▶ Text block
=-=-=-=-=

I saw ‘Terminator Salvation’ last night in New York City. It was big, loud and emotionally devoid of any character or outcome I might care about. Either ‘Terminator’ 1 and 2 were far superior films or I couldn’t muster the belief that Christian Bale’s John Connor was a hero when he played a villain on the set. (Anyone who missed his infamous paroxysm aimed at the film’s director of photography can listen to it here.)

Despite my personal misgivings about the film, there are, however, a number of Jewish points of interest: One of the film’s producers, Jeff Silver, is Jewish (see Q&A below). Anton Yelchin (who plays Connor’s young father Kyle Reese) is a Russian Jew, born in Leningrad in the former Soviet Union, to figure skater parents who qualified for the ‘72 Munich Olympics but were not allowed to attend the games because they were Jewish.

And, as my colleague Adam Wills discusses in his review, there are several Holocaust references in the film.

I caught up with Blockbuster producer Jeff Silver, 53, a few months ago at the 101 Coffee Shop in Hollywood. Silver has produced more than 30 feature films, including “300,” “Training Day” and his latest and biggest project, “Terminator Salvation,” the fourth installment in the sci-fi franchise starring Christian Bale. There, he talked about his first boss, Otto Preminger, Hollywood’s chronic work obsession and how to deal with megalomaniacs.

=-=-=-=-=

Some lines
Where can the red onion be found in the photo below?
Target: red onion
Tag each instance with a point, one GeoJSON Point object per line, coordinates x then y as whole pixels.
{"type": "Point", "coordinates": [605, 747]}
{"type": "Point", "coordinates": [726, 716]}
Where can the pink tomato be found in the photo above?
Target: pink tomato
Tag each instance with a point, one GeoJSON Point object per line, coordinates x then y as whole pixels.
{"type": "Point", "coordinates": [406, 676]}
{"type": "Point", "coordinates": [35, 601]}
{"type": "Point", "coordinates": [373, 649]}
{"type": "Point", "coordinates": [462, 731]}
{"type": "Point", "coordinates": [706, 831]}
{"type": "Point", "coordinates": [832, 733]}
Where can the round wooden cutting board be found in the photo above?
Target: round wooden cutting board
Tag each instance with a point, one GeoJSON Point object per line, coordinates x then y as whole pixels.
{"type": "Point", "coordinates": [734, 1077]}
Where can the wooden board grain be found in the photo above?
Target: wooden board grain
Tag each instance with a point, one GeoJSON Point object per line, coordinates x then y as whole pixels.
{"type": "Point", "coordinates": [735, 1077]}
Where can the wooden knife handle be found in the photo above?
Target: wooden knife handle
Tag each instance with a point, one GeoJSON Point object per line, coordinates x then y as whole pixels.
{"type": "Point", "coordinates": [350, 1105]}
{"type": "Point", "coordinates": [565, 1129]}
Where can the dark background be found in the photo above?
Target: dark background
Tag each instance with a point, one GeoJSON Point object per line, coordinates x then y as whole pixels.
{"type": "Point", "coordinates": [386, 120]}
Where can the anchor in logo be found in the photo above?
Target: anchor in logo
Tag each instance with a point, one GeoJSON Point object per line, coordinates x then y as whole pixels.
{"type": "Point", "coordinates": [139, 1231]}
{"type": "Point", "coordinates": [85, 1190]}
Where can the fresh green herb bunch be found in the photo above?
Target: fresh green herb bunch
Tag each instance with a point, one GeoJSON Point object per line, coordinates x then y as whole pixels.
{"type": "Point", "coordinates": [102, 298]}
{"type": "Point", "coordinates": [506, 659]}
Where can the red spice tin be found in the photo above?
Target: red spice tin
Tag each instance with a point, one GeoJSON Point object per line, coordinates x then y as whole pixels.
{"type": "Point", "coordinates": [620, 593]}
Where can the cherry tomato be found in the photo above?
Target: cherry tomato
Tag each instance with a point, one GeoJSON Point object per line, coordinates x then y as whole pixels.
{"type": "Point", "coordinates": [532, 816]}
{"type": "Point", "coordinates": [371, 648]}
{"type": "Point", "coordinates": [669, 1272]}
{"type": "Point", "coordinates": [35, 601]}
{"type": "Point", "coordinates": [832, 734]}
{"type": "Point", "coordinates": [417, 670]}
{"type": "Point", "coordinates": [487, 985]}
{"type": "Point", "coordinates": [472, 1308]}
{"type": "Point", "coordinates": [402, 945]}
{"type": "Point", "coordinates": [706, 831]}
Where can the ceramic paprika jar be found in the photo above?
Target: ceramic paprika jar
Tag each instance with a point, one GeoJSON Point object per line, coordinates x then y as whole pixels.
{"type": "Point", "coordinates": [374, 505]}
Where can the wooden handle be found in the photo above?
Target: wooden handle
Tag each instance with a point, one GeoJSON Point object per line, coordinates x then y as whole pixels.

=-=-=-=-=

▶ Goal of the exercise
Repeat the part of the Terminator Salvation piece from "Despite my personal" up to and including "they were Jewish.", word for word.

▶ Complete answer
Despite my personal misgivings about the film, there are, however, a number of Jewish points of interest: One of the film’s producers, Jeff Silver, is Jewish (see Q&A below). Anton Yelchin (who plays Connor’s young father Kyle Reese) is a Russian Jew, born in Leningrad in the former Soviet Union, to figure skater parents who qualified for the ‘72 Munich Olympics but were not allowed to attend the games because they were Jewish.